* _Passage_
From Plant Press, Vol. 21, No. 2, April 2018.
The Biological Diversity of the Guiana Shield Program (BDG) recently celebrated its 30th anniversary. This dynamic program seeks to document, study, and preserve the biological diversity of the Guiana Shield. The Shield is a natural area occupying the northeast corner of South America and has a rich and poorly explored biodiversity. Understanding diversity in the area is complicated by the fact that it encompasses six political units (Guyana, Suriname, French Guiana, and parts of Colombia, Venezuela, and Brazil) and five languages. The Shield includes a wide variety of habitats including the unique "Lost World" tepuis and towering greenheart forests as well as savannas, lowland and montane forests, and coastal mangrove areas each of which has a complex interaction of plants and animals.
BDG has worked to explore this rich diversity and to make the information available and useful to the public and a variety of agencies. Although based in the Department of Botany at the National Museum of Natural History, the program has interacted with scientists in almost all of the Natural History biodiversity departments as well as the National Zoo, Smithsonian Tropical Research Institute, and the Smithsonian Conservation Biology Institute.

* _Study material_
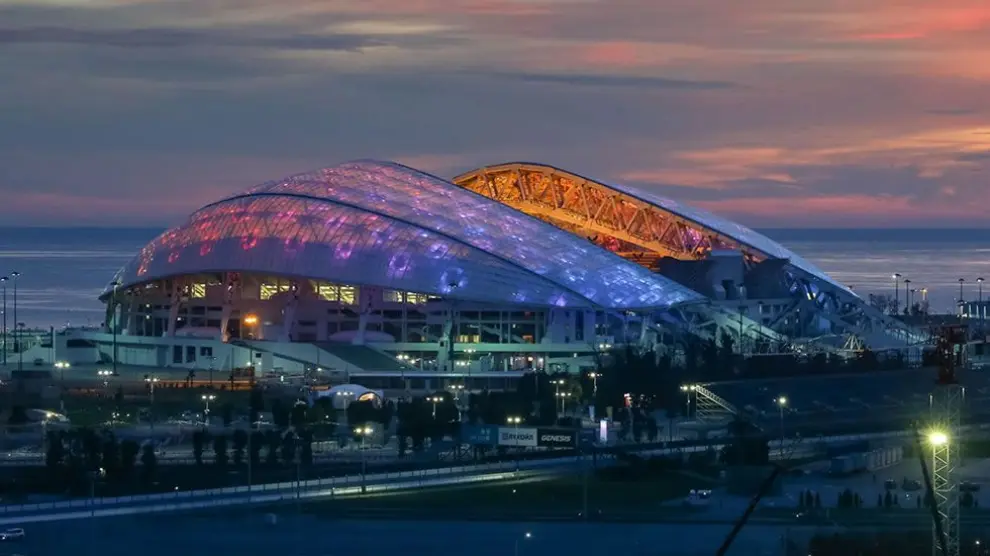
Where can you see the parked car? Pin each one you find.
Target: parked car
(14, 534)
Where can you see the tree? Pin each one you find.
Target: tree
(18, 416)
(129, 450)
(149, 464)
(56, 450)
(289, 448)
(306, 447)
(280, 414)
(256, 441)
(227, 414)
(111, 456)
(298, 414)
(220, 450)
(199, 442)
(256, 404)
(273, 442)
(240, 440)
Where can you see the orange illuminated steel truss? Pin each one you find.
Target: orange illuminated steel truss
(635, 229)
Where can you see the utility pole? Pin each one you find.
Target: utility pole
(946, 409)
(17, 338)
(3, 281)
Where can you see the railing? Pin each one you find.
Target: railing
(317, 484)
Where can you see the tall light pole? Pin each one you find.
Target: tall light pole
(563, 400)
(515, 550)
(435, 400)
(688, 389)
(897, 292)
(594, 383)
(20, 349)
(207, 398)
(3, 280)
(363, 432)
(116, 284)
(944, 456)
(151, 381)
(781, 402)
(907, 296)
(979, 305)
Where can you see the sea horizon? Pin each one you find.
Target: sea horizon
(65, 268)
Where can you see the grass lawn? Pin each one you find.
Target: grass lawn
(560, 494)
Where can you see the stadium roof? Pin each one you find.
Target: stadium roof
(735, 231)
(383, 224)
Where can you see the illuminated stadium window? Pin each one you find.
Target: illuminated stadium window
(268, 291)
(417, 298)
(328, 292)
(348, 295)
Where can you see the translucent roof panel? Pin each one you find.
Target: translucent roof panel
(309, 238)
(738, 232)
(427, 202)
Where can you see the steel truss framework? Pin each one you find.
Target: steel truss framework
(946, 408)
(644, 232)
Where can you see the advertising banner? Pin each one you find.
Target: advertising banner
(511, 436)
(556, 438)
(485, 435)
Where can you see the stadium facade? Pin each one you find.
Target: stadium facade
(396, 278)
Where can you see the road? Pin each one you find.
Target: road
(305, 535)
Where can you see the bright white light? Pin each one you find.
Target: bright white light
(938, 438)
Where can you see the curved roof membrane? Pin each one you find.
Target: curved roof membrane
(737, 232)
(383, 224)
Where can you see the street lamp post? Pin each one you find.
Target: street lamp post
(897, 292)
(781, 404)
(3, 281)
(907, 296)
(688, 389)
(61, 366)
(116, 284)
(151, 381)
(525, 536)
(363, 432)
(207, 398)
(979, 304)
(20, 348)
(435, 400)
(515, 421)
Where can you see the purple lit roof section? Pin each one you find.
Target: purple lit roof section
(315, 239)
(427, 202)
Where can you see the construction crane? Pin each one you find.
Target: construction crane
(946, 415)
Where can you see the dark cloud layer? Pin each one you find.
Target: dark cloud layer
(775, 113)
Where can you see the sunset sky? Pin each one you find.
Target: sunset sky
(811, 113)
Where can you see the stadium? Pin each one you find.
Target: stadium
(376, 273)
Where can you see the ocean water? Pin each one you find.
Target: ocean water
(63, 270)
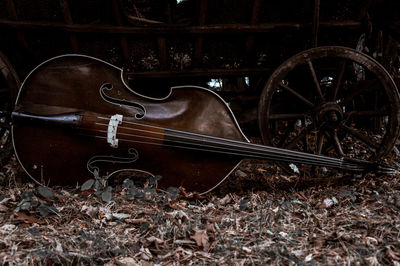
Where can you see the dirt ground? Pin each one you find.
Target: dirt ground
(259, 216)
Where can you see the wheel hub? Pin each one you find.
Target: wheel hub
(329, 113)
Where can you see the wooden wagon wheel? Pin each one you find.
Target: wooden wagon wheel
(333, 101)
(9, 85)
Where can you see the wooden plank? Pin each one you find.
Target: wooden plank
(68, 19)
(315, 24)
(118, 19)
(14, 17)
(199, 73)
(255, 18)
(201, 20)
(176, 30)
(162, 51)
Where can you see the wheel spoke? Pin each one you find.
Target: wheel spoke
(338, 146)
(320, 142)
(316, 82)
(293, 143)
(372, 144)
(357, 92)
(295, 93)
(286, 136)
(339, 79)
(286, 116)
(366, 113)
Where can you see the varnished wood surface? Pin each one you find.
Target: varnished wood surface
(56, 155)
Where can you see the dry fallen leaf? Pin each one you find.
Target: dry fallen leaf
(27, 218)
(201, 238)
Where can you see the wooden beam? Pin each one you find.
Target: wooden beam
(255, 18)
(162, 51)
(315, 24)
(200, 73)
(201, 20)
(68, 19)
(118, 19)
(173, 30)
(20, 35)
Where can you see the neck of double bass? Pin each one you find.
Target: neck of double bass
(249, 150)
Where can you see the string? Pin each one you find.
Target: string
(233, 143)
(323, 159)
(296, 157)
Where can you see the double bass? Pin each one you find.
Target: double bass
(76, 116)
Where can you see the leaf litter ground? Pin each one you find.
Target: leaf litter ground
(259, 216)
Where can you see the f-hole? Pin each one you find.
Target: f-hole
(108, 87)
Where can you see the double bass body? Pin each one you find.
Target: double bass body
(64, 149)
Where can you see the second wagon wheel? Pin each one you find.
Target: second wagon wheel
(9, 85)
(333, 101)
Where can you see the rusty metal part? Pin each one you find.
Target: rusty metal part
(333, 101)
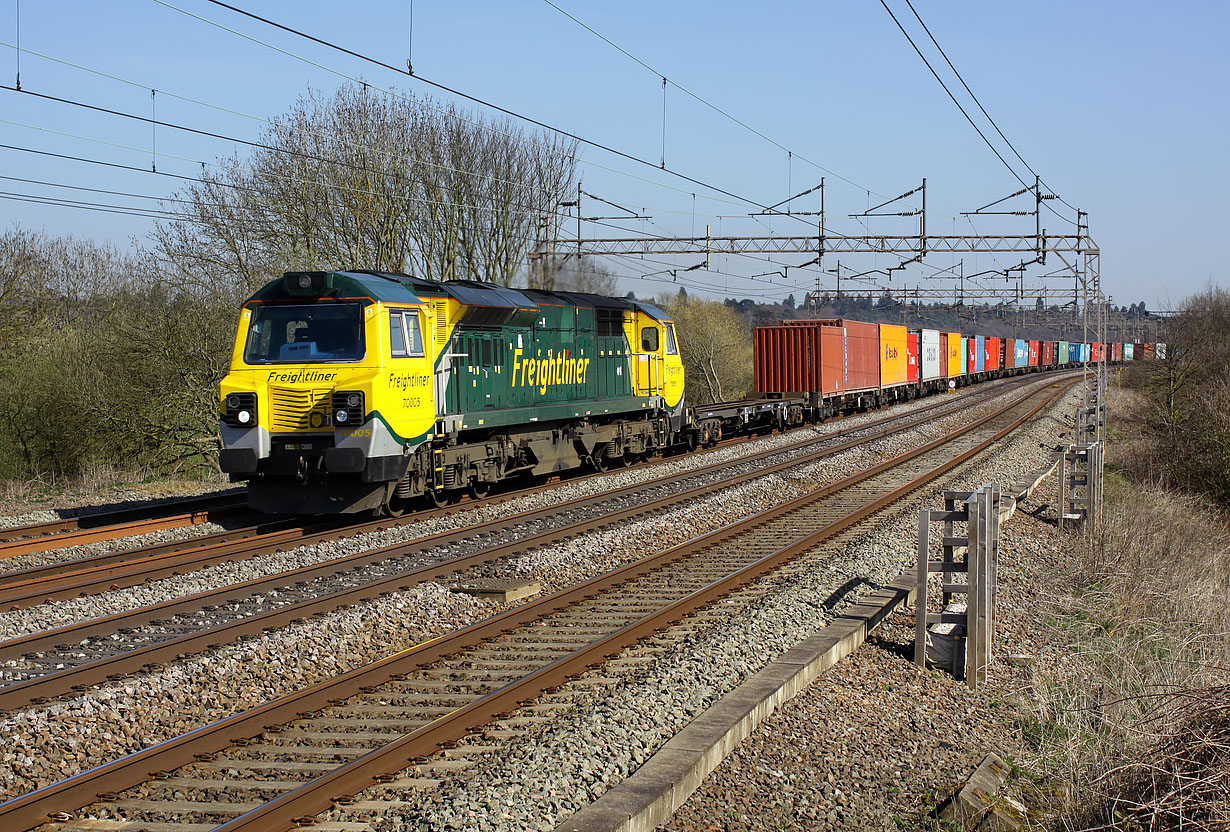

* _To do_
(1) Answer these questions from the passage about the Guiana Shield program:
(a) How many languages does the Guiana Shield encompass?
(b) In which department and institution is the program based?
(c) Which anniversary did the program recently celebrate?
(2) Decide whether each statement agrees with the passage about the Guiana Shield program. Answer yes or no and quote the words of the passage that decide it.
(a) The Guiana Shield occupies the northwest corner of South America.
(b) The program has interacted with the National Zoo.
(c) The Guiana Shield encompasses four political units.
(3) Quote the part of the passage about the Guiana Shield program that opens with the words containing "BDG has worked" and closes with "Conservation Biology Institute.".

* _Responses to the tasks_
(1)
(a) Five.
(b) The Department of Botany at the National Museum of Natural History.
(c) Its 30th anniversary.

(2)
(a) No: "occupying the northeast corner of South America"
(b) Yes: "as well as the National Zoo"
(c) No: "it encompasses six political units"

(3)
BDG has worked to explore this rich diversity and to make the information available and useful to the public and a variety of agencies. Although based in the Department of Botany at the National Museum of Natural History, the program has interacted with scientists in almost all of the Natural History biodiversity departments as well as the National Zoo, Smithsonian Tropical Research Institute, and the Smithsonian Conservation Biology Institute.